------ Source text ------

2. Pull off both driver and passenger side panels of center console to get at the ECU.
3. Unplug all ECU connectors. The ECU can be removed by 3 10mm screws (2 on driver side bracket, 1 on passenger side).
Pull ECU out and get your turbo ECU.
4. 2G turbo ECU may have a metal case that already has the brackets welded in. Bolt ECU bracket onto stock location.

5. Find your knock sensor wire and ground the shielding on the nearby metal console bracket (see pic below). Locate one small AMP ECU pin ( you ordered those samples didn't you?). You need to connect your signal wire from the knock sensor and carefully strip the end and insert into AMP pin. Crimp the flaps on the AMP pin with a needle nose pliers. I also heated this up and used a tiny bit of solder so it wouldn't come out. Insert this pin into the ECU harness for pin 78. You may need a tweezers to push this all the way in. Look at the other end of the ECU plug to make sure you have it inserted properly. If this is not done correctly, your ECU will not see the base knock signal and you probably won't see over 10 degrees timing.

------

• _Problems_
[a] Output the entries verbatim, starting at the line that contains "Where can the floating" and ending with the final line of the entries.
[b] Write the next part of the turbo ECU installation instructions, picking up after their last sentence.

------ Raw records ------

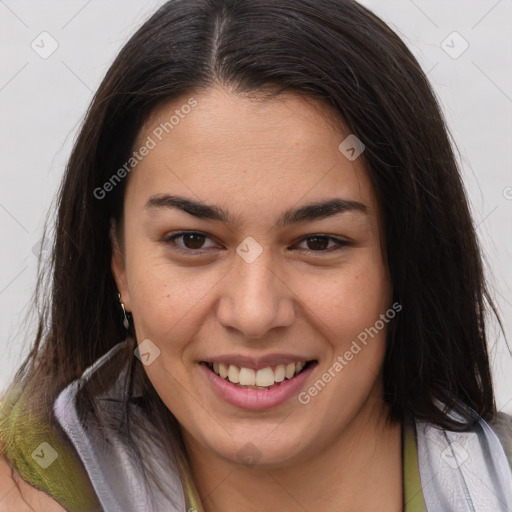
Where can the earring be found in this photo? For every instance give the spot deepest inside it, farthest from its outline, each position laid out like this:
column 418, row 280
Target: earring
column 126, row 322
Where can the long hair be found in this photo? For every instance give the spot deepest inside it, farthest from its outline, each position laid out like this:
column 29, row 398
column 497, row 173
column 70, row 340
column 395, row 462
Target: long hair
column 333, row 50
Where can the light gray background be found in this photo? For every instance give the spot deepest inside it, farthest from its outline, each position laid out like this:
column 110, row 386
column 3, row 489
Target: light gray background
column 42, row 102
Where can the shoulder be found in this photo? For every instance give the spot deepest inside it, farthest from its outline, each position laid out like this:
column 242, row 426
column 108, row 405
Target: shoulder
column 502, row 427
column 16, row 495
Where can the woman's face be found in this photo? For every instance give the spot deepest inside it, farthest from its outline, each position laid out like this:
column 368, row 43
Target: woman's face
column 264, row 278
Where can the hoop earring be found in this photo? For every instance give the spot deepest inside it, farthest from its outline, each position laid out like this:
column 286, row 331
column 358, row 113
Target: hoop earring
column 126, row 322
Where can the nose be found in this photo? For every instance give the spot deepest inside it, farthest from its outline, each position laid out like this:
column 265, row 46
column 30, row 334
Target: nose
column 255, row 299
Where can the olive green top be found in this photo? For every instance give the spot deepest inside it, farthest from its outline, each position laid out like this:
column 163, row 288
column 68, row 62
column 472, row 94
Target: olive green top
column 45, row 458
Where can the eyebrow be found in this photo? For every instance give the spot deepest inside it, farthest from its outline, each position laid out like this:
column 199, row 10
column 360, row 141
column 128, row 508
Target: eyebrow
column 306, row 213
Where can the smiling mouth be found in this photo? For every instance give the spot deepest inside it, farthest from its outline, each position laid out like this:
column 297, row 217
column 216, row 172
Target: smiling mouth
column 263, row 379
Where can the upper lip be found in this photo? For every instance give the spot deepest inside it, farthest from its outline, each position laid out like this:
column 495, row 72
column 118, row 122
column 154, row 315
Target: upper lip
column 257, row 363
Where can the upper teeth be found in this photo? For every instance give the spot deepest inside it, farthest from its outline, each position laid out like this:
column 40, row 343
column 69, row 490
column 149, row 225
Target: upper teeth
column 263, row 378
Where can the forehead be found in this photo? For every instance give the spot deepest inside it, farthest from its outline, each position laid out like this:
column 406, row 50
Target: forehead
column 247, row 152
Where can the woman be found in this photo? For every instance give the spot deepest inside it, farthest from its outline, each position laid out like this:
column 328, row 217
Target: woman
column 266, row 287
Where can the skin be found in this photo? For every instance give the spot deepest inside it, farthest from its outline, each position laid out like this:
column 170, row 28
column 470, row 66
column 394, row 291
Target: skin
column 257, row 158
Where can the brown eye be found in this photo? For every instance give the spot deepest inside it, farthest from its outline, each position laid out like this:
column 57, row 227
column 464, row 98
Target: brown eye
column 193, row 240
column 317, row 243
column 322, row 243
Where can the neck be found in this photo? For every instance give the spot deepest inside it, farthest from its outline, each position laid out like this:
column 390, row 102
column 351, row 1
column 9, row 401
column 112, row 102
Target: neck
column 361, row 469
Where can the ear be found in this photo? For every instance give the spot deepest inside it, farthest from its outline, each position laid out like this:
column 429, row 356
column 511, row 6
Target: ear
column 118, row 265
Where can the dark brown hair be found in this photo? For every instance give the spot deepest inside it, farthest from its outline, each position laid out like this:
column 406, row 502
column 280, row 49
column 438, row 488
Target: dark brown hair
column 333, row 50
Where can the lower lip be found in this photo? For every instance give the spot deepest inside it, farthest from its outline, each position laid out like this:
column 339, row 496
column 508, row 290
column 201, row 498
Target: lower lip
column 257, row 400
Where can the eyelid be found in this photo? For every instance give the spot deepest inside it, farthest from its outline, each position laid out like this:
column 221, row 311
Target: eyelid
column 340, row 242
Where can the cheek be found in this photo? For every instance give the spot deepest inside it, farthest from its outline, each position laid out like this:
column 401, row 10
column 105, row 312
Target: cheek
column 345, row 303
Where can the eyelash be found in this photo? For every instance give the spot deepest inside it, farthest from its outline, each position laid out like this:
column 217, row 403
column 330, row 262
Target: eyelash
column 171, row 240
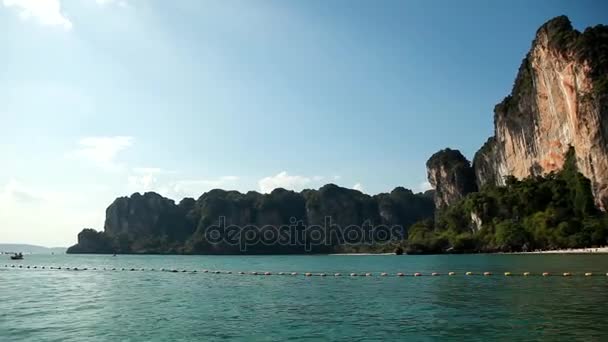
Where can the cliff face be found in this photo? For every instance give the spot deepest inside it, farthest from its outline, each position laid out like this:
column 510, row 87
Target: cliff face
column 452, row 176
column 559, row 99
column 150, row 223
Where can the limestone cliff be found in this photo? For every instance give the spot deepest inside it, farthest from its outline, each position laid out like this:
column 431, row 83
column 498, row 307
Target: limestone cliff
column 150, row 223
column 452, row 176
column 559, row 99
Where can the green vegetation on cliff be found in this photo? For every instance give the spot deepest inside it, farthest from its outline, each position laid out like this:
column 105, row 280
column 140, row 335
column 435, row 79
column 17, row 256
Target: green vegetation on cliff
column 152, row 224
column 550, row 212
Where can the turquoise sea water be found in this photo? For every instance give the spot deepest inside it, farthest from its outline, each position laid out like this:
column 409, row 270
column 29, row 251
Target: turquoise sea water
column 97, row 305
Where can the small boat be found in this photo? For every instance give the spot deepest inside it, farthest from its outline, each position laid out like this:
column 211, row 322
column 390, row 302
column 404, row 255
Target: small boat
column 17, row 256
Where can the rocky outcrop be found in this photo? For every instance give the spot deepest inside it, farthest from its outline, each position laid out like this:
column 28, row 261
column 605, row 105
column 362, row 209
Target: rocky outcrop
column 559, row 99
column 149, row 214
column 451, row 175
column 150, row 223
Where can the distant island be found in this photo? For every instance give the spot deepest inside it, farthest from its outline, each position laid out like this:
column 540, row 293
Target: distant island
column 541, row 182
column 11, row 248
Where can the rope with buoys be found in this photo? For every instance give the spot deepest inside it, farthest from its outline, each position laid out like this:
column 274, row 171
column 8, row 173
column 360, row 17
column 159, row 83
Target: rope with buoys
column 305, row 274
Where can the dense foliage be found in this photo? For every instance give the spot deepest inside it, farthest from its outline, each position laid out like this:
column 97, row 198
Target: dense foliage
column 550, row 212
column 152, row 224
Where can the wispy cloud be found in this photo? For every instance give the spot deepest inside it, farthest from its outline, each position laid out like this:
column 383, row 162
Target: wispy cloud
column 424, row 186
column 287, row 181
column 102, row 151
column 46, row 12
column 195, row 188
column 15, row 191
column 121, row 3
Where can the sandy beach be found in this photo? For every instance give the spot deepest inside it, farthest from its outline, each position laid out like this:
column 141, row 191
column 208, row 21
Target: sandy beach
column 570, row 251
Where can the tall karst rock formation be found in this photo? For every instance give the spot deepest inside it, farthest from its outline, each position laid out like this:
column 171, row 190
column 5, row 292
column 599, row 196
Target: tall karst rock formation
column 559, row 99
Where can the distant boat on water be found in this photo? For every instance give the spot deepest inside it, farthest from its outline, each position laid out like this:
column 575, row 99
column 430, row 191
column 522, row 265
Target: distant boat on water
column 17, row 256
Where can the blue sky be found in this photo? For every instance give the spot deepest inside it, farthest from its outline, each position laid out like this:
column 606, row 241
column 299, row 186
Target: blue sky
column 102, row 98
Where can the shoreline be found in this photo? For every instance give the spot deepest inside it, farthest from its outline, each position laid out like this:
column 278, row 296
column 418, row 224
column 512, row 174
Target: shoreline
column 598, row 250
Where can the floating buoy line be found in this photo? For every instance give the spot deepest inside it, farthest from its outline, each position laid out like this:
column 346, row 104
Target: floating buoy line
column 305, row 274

------

• _Exercise responses_
[a]
Where can the floating buoy line be found in this photo? For every instance give the spot deepest inside it, farthest from its outline, each position laid out like this:
column 346, row 104
Target: floating buoy line
column 305, row 274

[b]
5A. If you have a 96-97 Spyder, run a new wire and AMP pin into empty ECU harness for pin82 from keyed ignition power (a must!). You can tap the B/W wire off the fuel pump relay located on the passenger side of the console. This ECU pin provides power to the turbo ECU. See the picture labeled fuel pump relay (not module) for this wire.
6. Insert all of the ECU connectors back into your turbo ECU.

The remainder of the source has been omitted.